#### Texto proporcionado:
▶
Derecho al silencio
A la fuerte irritación que nos produce a algunos la situación política del país y del mundo, hay que añadir otra fuente, pequeña pero constante e insidiosa, de malestar cotidiano que acabará por crear una enfermedad en unos pocos ciudadanos sensibles, mientras que los demás parecen encantados o indiferentes. Se trata del ruido, pero no el ruido de los bares nocturnos o de una sola moto que circula sin silenciador, sino el ruido constante y terrible de esta ciudad. Máquinas, grúas, excavadoras, taladros, camiones de basuras, vehículos de limpieza, obras constantes y ubicuas que se unen a pitidos de alarmas, sirenas de volumen desorbitado, golpes injustificables.
◀
#### Ejercicios propuestos:
1. Reproduce el fragmento del texto sobre el ruido de la ciudad que empieza en las palabras "Derecho al silencio" y termina después de "desorbitado, golpes injustificables.".
2. Escribe la continuación del texto sobre el ruido de la ciudad a partir de su última oración.

#### Información suministrada:
▶
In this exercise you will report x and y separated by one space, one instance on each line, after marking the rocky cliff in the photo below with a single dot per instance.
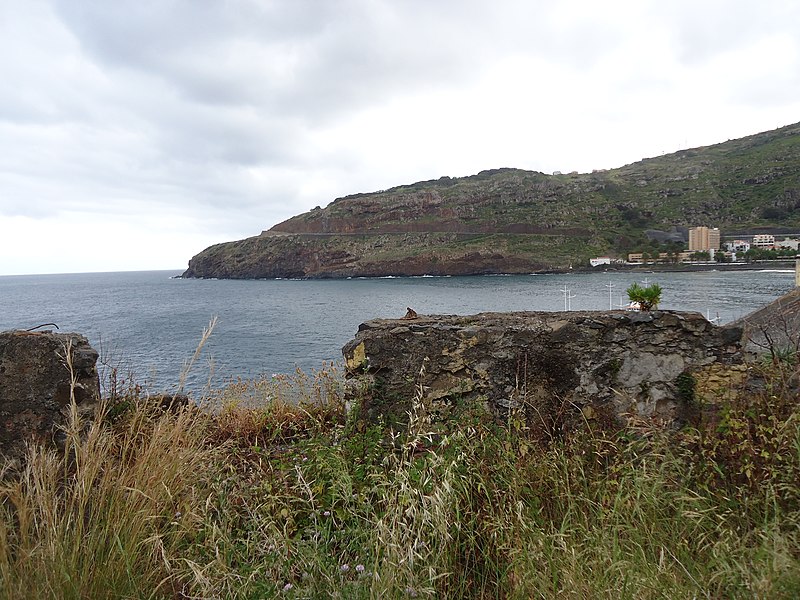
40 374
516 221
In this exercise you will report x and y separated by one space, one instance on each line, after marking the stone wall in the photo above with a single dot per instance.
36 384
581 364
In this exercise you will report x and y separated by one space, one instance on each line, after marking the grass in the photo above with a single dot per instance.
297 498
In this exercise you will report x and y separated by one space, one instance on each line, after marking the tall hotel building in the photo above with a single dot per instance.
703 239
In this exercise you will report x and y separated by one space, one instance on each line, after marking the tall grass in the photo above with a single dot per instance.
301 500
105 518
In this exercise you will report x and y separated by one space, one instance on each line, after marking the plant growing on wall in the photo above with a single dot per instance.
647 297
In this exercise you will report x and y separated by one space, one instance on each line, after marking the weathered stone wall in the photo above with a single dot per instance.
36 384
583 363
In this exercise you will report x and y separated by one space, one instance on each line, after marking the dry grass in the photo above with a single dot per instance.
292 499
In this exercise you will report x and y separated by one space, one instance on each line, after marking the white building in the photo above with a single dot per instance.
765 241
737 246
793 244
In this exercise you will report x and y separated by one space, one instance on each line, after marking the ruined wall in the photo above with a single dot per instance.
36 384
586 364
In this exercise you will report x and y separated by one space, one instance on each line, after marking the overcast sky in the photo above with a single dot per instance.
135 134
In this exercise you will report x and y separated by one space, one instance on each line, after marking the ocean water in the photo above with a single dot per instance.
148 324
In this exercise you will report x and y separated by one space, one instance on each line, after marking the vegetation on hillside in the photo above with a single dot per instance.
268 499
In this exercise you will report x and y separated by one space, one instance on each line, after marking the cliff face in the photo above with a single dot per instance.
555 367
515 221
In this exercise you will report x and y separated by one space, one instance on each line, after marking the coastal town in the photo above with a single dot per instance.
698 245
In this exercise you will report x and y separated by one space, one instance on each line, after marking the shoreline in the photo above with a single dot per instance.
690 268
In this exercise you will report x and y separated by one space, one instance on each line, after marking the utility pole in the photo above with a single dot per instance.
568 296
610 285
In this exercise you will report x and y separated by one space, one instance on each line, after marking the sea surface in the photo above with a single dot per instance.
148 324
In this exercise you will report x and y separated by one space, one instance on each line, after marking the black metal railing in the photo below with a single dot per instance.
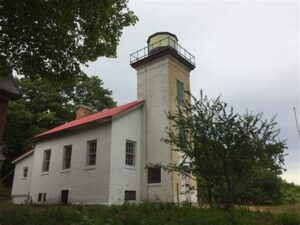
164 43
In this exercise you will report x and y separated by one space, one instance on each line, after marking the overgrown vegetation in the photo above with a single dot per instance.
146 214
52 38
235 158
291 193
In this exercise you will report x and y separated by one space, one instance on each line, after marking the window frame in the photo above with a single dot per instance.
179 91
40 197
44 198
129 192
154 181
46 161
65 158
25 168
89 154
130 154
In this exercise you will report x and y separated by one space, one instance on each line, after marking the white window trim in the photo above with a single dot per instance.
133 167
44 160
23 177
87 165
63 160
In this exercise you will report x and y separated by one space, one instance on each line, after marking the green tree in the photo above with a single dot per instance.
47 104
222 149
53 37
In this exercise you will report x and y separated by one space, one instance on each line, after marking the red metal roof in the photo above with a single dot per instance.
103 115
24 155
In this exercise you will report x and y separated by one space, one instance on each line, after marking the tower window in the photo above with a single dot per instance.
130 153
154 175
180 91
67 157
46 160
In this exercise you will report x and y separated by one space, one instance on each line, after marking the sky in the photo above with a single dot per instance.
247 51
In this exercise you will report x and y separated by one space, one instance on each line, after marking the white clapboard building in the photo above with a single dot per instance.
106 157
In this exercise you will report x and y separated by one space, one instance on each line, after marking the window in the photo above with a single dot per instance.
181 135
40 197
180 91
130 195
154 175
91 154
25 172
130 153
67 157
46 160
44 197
◀
▶
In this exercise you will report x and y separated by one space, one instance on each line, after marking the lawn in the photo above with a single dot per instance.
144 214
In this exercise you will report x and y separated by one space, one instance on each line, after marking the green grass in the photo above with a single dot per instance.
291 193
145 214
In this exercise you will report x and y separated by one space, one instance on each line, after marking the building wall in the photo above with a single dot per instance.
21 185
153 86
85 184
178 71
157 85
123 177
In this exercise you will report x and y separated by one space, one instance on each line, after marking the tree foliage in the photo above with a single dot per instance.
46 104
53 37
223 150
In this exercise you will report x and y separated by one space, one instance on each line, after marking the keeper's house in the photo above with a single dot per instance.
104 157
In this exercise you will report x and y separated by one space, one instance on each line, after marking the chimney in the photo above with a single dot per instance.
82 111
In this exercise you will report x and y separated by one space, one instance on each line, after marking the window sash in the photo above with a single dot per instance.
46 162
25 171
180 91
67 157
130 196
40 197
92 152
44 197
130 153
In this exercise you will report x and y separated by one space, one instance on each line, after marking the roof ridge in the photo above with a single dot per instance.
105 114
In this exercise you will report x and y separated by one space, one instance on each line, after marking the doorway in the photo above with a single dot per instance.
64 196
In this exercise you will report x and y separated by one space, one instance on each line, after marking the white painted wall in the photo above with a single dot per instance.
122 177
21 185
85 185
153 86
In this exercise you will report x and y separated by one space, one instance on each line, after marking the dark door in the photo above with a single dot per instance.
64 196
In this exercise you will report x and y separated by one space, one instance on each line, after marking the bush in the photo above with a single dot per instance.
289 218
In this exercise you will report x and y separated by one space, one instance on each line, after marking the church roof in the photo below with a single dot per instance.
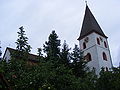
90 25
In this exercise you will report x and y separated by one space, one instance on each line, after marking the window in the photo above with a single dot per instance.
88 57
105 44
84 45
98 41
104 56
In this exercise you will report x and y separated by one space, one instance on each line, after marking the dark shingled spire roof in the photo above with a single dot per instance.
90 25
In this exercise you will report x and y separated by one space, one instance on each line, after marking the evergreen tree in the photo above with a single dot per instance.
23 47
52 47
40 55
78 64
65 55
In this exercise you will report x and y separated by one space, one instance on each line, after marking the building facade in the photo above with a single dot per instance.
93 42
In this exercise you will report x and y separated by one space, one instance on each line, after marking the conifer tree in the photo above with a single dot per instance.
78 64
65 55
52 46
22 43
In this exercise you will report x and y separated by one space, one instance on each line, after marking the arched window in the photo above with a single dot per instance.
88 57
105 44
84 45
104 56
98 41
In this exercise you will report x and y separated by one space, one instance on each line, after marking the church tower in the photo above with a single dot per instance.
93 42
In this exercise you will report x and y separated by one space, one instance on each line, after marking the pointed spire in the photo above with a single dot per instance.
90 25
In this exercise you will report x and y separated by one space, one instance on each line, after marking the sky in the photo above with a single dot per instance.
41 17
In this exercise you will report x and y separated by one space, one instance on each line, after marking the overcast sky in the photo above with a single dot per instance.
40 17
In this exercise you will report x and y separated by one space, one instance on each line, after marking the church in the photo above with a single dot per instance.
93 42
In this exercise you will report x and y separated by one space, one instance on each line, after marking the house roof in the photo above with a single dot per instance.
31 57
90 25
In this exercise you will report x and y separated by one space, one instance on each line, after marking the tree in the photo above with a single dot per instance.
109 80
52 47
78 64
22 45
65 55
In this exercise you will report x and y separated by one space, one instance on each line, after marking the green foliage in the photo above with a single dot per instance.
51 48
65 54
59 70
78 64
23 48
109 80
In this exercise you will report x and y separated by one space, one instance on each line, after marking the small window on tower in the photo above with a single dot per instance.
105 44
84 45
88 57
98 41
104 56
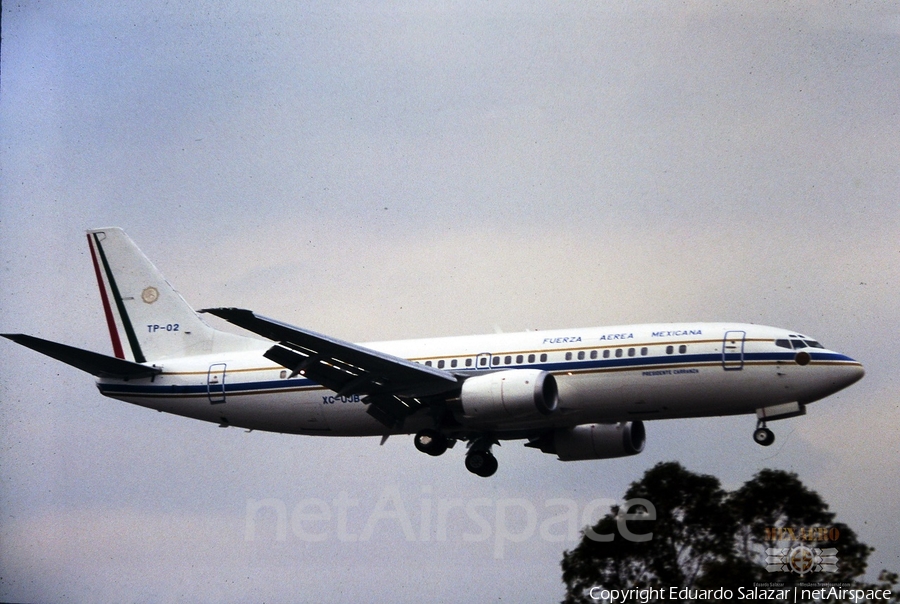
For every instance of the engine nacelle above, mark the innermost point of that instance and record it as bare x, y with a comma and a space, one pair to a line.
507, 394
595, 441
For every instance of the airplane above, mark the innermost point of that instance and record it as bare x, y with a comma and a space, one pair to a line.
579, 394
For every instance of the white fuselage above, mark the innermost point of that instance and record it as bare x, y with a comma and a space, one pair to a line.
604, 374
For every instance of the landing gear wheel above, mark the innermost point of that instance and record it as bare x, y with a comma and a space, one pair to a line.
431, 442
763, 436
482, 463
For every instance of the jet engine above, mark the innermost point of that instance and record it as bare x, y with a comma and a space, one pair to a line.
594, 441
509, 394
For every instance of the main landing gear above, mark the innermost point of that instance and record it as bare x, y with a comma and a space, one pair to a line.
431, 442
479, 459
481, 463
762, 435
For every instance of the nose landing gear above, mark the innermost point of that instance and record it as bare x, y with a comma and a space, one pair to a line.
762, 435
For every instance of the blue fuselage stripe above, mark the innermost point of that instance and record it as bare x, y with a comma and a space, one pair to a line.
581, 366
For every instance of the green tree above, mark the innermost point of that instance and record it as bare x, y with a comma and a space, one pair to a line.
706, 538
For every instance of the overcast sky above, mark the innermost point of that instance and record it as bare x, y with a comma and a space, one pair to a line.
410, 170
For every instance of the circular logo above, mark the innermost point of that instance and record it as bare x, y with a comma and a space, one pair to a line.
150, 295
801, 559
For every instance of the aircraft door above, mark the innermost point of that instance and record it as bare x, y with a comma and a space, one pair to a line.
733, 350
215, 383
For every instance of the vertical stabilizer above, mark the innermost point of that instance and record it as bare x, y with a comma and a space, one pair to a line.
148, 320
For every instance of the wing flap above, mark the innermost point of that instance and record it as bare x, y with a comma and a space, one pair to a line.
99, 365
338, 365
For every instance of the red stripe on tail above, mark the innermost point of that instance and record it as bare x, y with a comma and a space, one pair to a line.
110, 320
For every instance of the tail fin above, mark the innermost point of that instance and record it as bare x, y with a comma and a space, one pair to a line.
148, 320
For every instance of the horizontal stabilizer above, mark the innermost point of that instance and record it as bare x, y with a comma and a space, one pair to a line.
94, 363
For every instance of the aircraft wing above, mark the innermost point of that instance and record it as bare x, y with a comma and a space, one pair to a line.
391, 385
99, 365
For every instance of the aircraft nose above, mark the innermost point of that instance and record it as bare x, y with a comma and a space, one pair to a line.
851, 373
◀
▶
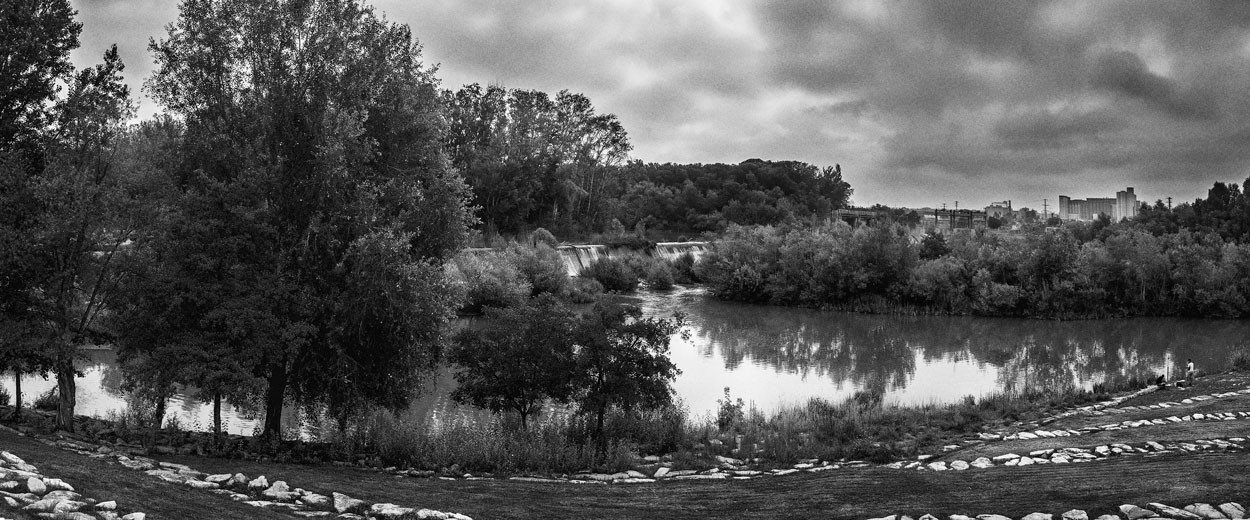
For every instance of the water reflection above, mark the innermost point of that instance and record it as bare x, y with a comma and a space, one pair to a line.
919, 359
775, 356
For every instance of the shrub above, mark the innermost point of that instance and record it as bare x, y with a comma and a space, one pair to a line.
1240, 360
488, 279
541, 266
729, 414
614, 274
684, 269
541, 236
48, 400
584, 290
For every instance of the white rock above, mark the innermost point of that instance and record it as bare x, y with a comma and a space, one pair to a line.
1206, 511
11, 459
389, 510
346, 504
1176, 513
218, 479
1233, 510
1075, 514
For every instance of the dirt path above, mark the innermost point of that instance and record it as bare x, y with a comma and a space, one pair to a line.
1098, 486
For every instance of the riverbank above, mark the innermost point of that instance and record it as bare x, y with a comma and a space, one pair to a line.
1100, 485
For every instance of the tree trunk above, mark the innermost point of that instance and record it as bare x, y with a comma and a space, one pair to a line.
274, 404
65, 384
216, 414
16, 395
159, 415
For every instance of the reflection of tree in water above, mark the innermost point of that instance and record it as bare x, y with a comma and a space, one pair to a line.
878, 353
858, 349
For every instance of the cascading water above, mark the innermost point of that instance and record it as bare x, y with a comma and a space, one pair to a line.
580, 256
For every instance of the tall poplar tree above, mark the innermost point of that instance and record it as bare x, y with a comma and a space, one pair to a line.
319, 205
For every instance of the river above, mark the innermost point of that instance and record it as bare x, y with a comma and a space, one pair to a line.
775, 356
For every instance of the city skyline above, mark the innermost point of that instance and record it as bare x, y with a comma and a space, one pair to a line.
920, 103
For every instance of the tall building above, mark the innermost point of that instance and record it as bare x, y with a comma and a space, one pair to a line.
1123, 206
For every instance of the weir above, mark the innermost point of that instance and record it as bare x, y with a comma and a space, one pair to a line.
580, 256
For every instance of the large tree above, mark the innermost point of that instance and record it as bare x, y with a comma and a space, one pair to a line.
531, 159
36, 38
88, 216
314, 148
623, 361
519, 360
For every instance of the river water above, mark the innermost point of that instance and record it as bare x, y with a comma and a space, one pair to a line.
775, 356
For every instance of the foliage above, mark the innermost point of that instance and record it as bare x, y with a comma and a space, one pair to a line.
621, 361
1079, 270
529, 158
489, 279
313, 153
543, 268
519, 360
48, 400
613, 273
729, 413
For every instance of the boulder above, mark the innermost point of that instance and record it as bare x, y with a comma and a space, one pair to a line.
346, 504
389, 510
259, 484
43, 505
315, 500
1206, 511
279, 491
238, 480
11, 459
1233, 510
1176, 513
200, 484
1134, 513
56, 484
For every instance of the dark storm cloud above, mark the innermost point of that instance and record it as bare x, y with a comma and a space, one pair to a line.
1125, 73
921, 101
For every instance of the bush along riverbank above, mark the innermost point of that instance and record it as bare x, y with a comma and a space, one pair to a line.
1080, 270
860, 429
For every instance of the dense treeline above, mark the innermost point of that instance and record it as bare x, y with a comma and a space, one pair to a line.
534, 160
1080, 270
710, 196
◀
#### Ejercicios resueltos:
1.
Derecho al silencio
A la fuerte irritación que nos produce a algunos la situación política del país y del mundo, hay que añadir otra fuente, pequeña pero constante e insidiosa, de malestar cotidiano que acabará por crear una enfermedad en unos pocos ciudadanos sensibles, mientras que los demás parecen encantados o indiferentes. Se trata del ruido, pero no el ruido de los bares nocturnos o de una sola moto que circula sin silenciador, sino el ruido constante y terrible de esta ciudad. Máquinas, grúas, excavadoras, taladros, camiones de basuras, vehículos de limpieza, obras constantes y ubicuas que se unen a pitidos de alarmas, sirenas de volumen desorbitado, golpes injustificables.

2.
En otras ciudades del mundo, los ayuntamientos imponen condiciones en las máquinas de trabajo, elaboran mapas de ruido, toman medidas para disminuirlo. Aquí suena ridículo que hablen de asfalto absorbente cuando las obras con licencia, los mismos vehículos municipales y los transportes públicos contribuyen al infierno de ruido cotidiano. He llamado a la Guardia Urbana para quejarme y me han dicho que las obras están permitidas todos los días del año: por lo visto, ni siquiera los sábados y domingos tenemos derecho a descansar. Esto es una locura.